[WORK TO BE COMPLETED] Once the line containing "x=137, y=250" has been printed, stop; print every line before it exactly, starting at the top of the material below.

[INPUT MATERIAL]
##########

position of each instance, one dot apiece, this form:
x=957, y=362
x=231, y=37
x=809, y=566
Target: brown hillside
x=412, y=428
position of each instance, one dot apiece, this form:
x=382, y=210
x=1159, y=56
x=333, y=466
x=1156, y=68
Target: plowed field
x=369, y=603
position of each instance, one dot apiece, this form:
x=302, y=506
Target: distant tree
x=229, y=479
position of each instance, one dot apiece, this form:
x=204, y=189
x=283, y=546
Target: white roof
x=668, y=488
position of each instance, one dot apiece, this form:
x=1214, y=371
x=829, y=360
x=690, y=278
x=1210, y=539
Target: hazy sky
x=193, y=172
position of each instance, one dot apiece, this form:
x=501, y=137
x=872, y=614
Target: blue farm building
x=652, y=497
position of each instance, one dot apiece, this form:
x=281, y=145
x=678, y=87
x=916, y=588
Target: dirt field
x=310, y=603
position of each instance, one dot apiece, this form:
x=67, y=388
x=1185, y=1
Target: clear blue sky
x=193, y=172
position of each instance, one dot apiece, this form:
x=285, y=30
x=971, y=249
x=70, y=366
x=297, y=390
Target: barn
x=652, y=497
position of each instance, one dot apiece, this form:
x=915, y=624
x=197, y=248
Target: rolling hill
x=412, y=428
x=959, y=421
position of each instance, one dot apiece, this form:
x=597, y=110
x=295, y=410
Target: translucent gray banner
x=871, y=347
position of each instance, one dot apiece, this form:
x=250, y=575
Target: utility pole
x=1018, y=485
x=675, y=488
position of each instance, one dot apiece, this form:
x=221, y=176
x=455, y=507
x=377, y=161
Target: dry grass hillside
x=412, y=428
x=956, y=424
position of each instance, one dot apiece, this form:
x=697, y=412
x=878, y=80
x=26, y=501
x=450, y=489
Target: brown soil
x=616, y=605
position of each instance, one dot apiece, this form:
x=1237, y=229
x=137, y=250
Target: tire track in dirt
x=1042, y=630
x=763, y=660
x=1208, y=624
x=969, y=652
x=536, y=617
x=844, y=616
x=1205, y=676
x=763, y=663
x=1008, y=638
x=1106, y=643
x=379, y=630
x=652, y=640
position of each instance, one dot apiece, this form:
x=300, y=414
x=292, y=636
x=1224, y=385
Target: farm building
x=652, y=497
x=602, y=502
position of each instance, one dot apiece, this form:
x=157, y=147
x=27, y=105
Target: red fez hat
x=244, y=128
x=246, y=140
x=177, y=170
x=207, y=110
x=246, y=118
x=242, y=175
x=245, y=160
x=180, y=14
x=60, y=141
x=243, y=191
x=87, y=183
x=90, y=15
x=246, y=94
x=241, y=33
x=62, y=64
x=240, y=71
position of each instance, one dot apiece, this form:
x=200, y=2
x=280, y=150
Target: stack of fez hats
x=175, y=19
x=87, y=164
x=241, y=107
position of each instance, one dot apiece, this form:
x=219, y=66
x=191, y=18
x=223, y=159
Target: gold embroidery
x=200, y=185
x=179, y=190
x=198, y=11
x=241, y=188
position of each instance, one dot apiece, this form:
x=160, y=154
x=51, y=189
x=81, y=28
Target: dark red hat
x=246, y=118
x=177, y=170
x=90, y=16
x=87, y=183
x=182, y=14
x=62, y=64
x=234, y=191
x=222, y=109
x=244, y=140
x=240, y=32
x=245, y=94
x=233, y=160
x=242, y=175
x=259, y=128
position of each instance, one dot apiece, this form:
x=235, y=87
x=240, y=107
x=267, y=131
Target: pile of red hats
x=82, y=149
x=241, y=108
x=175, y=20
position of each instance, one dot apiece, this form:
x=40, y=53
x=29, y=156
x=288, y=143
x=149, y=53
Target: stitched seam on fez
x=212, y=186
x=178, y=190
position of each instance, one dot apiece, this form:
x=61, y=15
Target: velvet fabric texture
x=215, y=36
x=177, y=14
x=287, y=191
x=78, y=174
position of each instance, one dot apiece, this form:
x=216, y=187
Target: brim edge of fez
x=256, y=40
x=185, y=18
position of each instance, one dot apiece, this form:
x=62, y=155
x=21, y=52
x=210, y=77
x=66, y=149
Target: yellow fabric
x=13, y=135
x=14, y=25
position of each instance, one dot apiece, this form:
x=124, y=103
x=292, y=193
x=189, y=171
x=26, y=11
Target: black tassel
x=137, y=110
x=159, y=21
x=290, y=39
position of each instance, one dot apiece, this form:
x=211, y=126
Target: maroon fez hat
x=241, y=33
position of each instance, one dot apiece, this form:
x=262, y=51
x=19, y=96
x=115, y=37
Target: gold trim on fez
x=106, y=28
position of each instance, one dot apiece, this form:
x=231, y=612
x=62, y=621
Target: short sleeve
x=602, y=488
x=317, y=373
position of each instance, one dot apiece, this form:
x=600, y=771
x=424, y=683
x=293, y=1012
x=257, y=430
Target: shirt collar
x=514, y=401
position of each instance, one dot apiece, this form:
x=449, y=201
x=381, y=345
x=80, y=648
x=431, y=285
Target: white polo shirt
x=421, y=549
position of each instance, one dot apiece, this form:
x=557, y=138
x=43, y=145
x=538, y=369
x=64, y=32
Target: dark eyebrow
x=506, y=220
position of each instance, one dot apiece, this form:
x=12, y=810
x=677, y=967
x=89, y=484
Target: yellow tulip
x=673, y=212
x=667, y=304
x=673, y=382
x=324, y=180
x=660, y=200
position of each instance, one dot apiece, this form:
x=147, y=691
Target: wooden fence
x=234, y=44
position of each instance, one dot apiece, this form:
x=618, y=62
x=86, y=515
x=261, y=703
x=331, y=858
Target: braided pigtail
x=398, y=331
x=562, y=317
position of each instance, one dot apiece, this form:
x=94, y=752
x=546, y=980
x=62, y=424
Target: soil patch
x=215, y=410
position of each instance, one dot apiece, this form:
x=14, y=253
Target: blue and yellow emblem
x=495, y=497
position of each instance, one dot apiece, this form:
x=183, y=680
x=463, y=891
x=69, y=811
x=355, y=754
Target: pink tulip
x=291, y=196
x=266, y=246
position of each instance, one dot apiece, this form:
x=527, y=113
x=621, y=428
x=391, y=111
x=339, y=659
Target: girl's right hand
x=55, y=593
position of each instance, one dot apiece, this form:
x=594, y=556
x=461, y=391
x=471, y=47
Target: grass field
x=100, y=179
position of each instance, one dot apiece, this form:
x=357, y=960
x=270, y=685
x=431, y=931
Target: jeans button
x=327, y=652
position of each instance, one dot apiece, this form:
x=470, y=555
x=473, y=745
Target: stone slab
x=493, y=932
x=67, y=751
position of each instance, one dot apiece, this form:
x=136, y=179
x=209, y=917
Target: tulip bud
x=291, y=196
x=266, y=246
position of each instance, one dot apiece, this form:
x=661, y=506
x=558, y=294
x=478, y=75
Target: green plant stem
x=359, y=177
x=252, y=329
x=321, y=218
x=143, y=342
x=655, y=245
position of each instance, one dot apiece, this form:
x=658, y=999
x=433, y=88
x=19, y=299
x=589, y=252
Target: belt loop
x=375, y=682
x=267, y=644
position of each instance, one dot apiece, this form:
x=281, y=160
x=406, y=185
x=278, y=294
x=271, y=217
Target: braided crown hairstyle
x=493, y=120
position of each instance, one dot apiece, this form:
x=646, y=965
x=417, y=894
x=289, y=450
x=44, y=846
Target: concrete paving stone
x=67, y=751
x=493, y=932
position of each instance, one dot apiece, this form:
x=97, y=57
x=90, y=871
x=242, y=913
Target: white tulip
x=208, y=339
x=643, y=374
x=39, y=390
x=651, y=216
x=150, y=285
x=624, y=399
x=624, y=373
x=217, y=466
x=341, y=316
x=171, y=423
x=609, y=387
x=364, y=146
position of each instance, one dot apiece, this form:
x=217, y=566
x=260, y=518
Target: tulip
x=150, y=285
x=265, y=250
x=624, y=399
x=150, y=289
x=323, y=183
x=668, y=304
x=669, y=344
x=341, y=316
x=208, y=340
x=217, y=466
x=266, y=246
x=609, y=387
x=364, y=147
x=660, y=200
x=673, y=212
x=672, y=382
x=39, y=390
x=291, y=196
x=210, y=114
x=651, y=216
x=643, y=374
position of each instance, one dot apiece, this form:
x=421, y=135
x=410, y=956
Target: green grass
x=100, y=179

##########

[ANSWER FOR THE TASK]
position of each instance, one dot apiece, this form:
x=957, y=362
x=231, y=37
x=809, y=566
Target: brown hillside
x=412, y=428
position of each instance, one dot apiece, this form:
x=382, y=210
x=1159, y=56
x=333, y=466
x=1156, y=68
Target: plowed field
x=369, y=603
position of each instance, one dot apiece, this form:
x=302, y=506
Target: distant tree
x=229, y=479
position of each instance, one dot apiece, this form:
x=204, y=189
x=283, y=546
Target: white roof
x=668, y=488
position of each instance, one dot apiece, this form:
x=1214, y=371
x=829, y=360
x=690, y=278
x=1210, y=539
Target: hazy sky
x=193, y=172
position of each instance, one dot apiece, this form:
x=501, y=137
x=872, y=614
Target: blue farm building
x=652, y=497
position of each instance, one dot apiece, this form:
x=281, y=145
x=678, y=87
x=916, y=588
Target: dirt field
x=310, y=603
position of each instance, one dot apiece, this form:
x=67, y=388
x=1185, y=1
Target: clear blue sky
x=193, y=172
position of each instance, one dot apiece, this form:
x=285, y=30
x=971, y=249
x=70, y=366
x=297, y=390
Target: barn
x=652, y=497
position of each instance, one dot apiece, this form:
x=915, y=624
x=197, y=248
Target: rolling hill
x=412, y=428
x=959, y=421
position of each instance, one dot apiece, this form:
x=597, y=110
x=295, y=410
Target: translucent gray banner
x=871, y=347
position of each instance, one dot apiece, this form:
x=250, y=575
Target: utility pole
x=1018, y=485
x=675, y=488
position of each instance, one dot apiece, this form:
x=221, y=176
x=455, y=507
x=377, y=161
Target: dry grass hillside
x=412, y=428
x=956, y=424
position of each instance, one dot apiece, this form:
x=697, y=412
x=878, y=80
x=26, y=501
x=450, y=489
Target: brown soil
x=616, y=605
position of each instance, one dot apiece, this form:
x=1237, y=229
x=137, y=250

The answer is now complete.